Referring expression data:
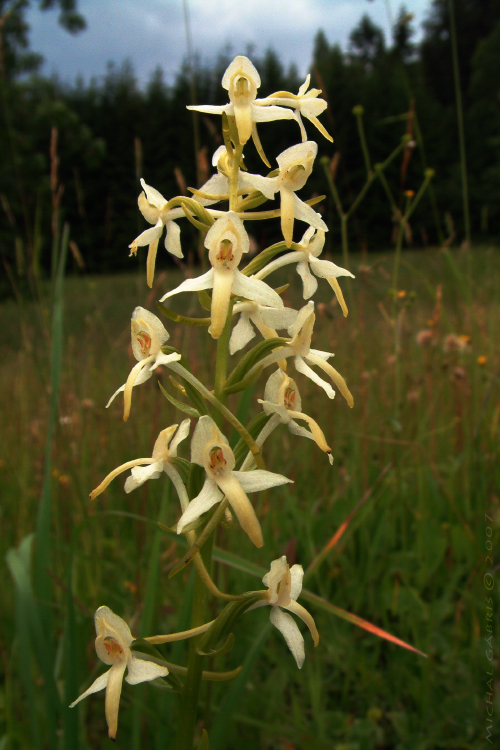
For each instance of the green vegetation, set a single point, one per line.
(410, 562)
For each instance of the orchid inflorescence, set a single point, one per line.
(243, 297)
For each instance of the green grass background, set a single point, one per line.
(412, 561)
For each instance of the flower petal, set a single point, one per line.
(173, 239)
(242, 333)
(309, 283)
(266, 114)
(153, 196)
(326, 269)
(304, 212)
(149, 235)
(222, 287)
(335, 376)
(290, 632)
(302, 367)
(97, 685)
(113, 693)
(206, 431)
(141, 474)
(205, 281)
(304, 615)
(141, 670)
(181, 434)
(259, 479)
(256, 290)
(266, 185)
(241, 505)
(208, 497)
(296, 575)
(287, 213)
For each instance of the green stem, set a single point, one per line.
(362, 138)
(190, 692)
(460, 121)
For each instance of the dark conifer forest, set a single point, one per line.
(108, 133)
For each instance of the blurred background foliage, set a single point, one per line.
(111, 132)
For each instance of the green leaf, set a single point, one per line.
(251, 358)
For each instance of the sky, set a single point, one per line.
(152, 33)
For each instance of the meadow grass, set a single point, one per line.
(427, 411)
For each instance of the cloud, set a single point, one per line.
(152, 33)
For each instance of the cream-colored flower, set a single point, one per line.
(265, 319)
(282, 400)
(299, 347)
(152, 205)
(218, 184)
(307, 260)
(295, 165)
(242, 80)
(285, 584)
(305, 103)
(226, 241)
(151, 468)
(113, 647)
(210, 449)
(148, 336)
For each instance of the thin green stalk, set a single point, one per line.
(358, 112)
(189, 697)
(460, 120)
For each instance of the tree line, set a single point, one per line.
(76, 152)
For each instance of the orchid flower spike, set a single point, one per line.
(305, 103)
(153, 207)
(285, 584)
(113, 647)
(148, 336)
(226, 241)
(307, 260)
(217, 187)
(242, 80)
(143, 469)
(265, 319)
(282, 401)
(295, 165)
(299, 347)
(210, 449)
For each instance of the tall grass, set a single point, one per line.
(409, 561)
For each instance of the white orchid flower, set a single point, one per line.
(299, 347)
(295, 165)
(242, 80)
(210, 449)
(113, 647)
(165, 448)
(148, 336)
(152, 205)
(282, 401)
(285, 584)
(307, 260)
(265, 319)
(304, 103)
(226, 241)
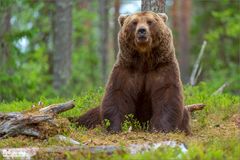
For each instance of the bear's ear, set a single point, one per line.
(121, 19)
(163, 16)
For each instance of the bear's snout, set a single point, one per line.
(142, 31)
(142, 34)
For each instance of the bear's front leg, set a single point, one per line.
(118, 99)
(167, 107)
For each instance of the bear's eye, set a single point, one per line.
(134, 23)
(149, 22)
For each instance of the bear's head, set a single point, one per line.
(143, 31)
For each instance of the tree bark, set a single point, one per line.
(5, 26)
(184, 18)
(62, 36)
(104, 29)
(116, 27)
(157, 6)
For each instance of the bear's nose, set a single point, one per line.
(142, 31)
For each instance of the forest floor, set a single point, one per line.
(215, 130)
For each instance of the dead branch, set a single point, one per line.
(196, 69)
(58, 108)
(33, 122)
(195, 107)
(220, 90)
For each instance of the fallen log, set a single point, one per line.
(38, 122)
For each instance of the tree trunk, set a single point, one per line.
(62, 36)
(184, 18)
(104, 29)
(4, 28)
(157, 6)
(116, 27)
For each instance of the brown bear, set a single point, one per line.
(145, 80)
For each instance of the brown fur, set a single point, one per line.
(145, 80)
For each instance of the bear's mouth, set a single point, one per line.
(142, 39)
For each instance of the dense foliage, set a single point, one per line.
(27, 74)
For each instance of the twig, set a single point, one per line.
(195, 107)
(220, 90)
(58, 108)
(196, 70)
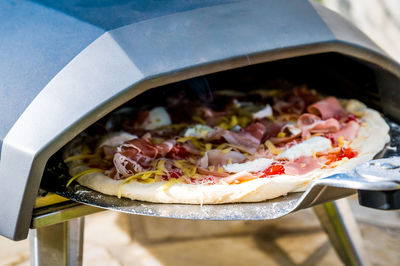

THE PROBLEM:
All entries need to be duplicated exactly, apart from the images.

REPLY TO THE TASK:
For each instance of the green vegetation, set a single point, one per line.
(410, 562)
For each instance of the orchid inflorescence, set a single point, one per line.
(243, 297)
For each instance of the green grass background, set a single point, one per line.
(412, 561)
For each instance of the flower petal, set a single point, one per line.
(173, 239)
(242, 333)
(309, 283)
(266, 114)
(153, 196)
(326, 269)
(304, 212)
(149, 235)
(222, 287)
(335, 376)
(290, 632)
(302, 367)
(97, 685)
(113, 693)
(206, 431)
(141, 474)
(205, 281)
(304, 615)
(141, 670)
(181, 434)
(259, 479)
(256, 290)
(266, 185)
(241, 505)
(208, 497)
(296, 575)
(287, 213)
For each instance of the green stem, set a single point, one per line.
(362, 138)
(190, 692)
(460, 121)
For each instance of the dark conifer forest, set a single point, one per line.
(108, 133)
For each instance of the blurred background foliage, set a single point, one per line.
(111, 132)
For each instance of the green leaf, set a single point, one per line.
(251, 358)
For each instance of the sky, set a single point, one per line.
(152, 33)
For each instance of the meadow grass, set a single point, one per line.
(427, 411)
For each instance of the cloud, set a single point, one per line.
(152, 33)
For each instance of the cream-colored flower, set a single point, one per line.
(265, 319)
(282, 400)
(299, 347)
(152, 205)
(218, 184)
(307, 260)
(295, 165)
(242, 80)
(285, 584)
(305, 103)
(226, 241)
(151, 468)
(113, 647)
(210, 449)
(148, 336)
For each instance of the thin green stalk, set a single point, one per line.
(358, 112)
(189, 697)
(460, 120)
For each instance of the tree line, set a single point, one per line.
(76, 152)
For each instance of the orchid flower spike, set a single point, one per line.
(305, 103)
(153, 207)
(285, 584)
(113, 647)
(148, 336)
(226, 241)
(307, 260)
(217, 187)
(242, 80)
(143, 469)
(265, 319)
(282, 401)
(295, 165)
(299, 347)
(210, 449)
For each instance of the tall grass, set a single point, one per line.
(409, 561)
For each instance of the white orchid flower, set a single point, one per line.
(299, 347)
(295, 165)
(242, 80)
(210, 449)
(113, 647)
(165, 448)
(148, 336)
(152, 205)
(282, 401)
(285, 584)
(307, 260)
(265, 319)
(304, 103)
(226, 241)
For each instance of the bear's ear, set a single point, one per line.
(121, 19)
(163, 16)
For each instance of the bear's snout, set a single point, one per line.
(142, 31)
(142, 34)
For each instance of the bear's front leg, set a single point, one per line.
(118, 99)
(167, 107)
For each instance of the bear's eye, set a single point, one per line.
(134, 23)
(149, 22)
For each instance of the bear's head, set a single point, one per line.
(143, 31)
For each instance of the tree bark, set a single point, one per line.
(5, 26)
(184, 18)
(62, 36)
(104, 29)
(116, 27)
(157, 6)
For each instance of the bear's nose, set a single point, one per line.
(142, 31)
For each instance of the forest floor, set a single point, one per line.
(215, 130)
For each instance of the dead branch, set a single point, one per line.
(196, 69)
(58, 108)
(33, 122)
(195, 107)
(220, 90)
For each instance of the fallen log, set a single point, one per line.
(38, 122)
For each instance of the tree trunk, set a single point, one per line.
(62, 36)
(184, 18)
(104, 29)
(4, 28)
(157, 6)
(116, 27)
For each instance of the brown bear, set a single point, one per line.
(145, 80)
For each instance of the brown fur, set a single point, one per line.
(145, 80)
For each instance of the bear's mouth, set a single point, one per line.
(142, 39)
For each instance of the dense foliage, set a single point, one per line.
(27, 74)
For each instance of the twig, set a single point, one per line.
(195, 107)
(220, 90)
(58, 108)
(196, 70)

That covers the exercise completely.